2005-01-14 18:16:01

by David Greaves

[permalink] [raw]
Subject: Re: XFS: inode with st_mode == 0


Christoph Hellwig wrote:

>>> We have applied these two patches to 2.6.10-rc2, but this
>>>does not help. A few minutes ago I've got the "?----------" file
>>>again from my test script. This time it took >4 hours (it was
>>>about an hour or so without this patch).
>>>
>>>
I'm seeing this problem occasionally too.

I'm running 2.6.10

The patch you provided below can be made to apply but I get:
LD .tmp_vmlinux1
fs/built-in.o(.text+0xa0ed3): In function `linvfs_decode_fh':
: undefined reference to `find_exported_dentry'

I assume that since you say:

> Btw, any chance you could
>try XFS CVS (which is at 2.6.9) + the patch below instead of plain 2.6.9,
>there have been various other fixes in the last months.

### Collection entries
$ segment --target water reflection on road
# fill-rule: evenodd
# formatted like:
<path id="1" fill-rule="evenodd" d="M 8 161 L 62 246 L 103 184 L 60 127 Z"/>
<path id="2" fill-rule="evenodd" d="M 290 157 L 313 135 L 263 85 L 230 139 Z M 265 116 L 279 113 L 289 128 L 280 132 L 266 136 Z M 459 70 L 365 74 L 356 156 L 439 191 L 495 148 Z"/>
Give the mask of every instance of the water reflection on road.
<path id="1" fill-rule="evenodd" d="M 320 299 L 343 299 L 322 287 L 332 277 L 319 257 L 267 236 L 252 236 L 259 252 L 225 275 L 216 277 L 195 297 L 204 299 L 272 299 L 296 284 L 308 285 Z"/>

### What is asked
In the XFS mailing list post, quote the passage between "I'm running 2.6.10" and "the last months.", inclusive.

### Exercise solution
I'm running 2.6.10

The patch you provided below can be made to apply but I get:
LD .tmp_vmlinux1
fs/built-in.o(.text+0xa0ed3): In function `linvfs_decode_fh':
: undefined reference to `find_exported_dentry'

I assume that since you say:

> Btw, any chance you could
>try XFS CVS (which is at 2.6.9) + the patch below instead of plain 2.6.9,
>there have been various other fixes in the last months.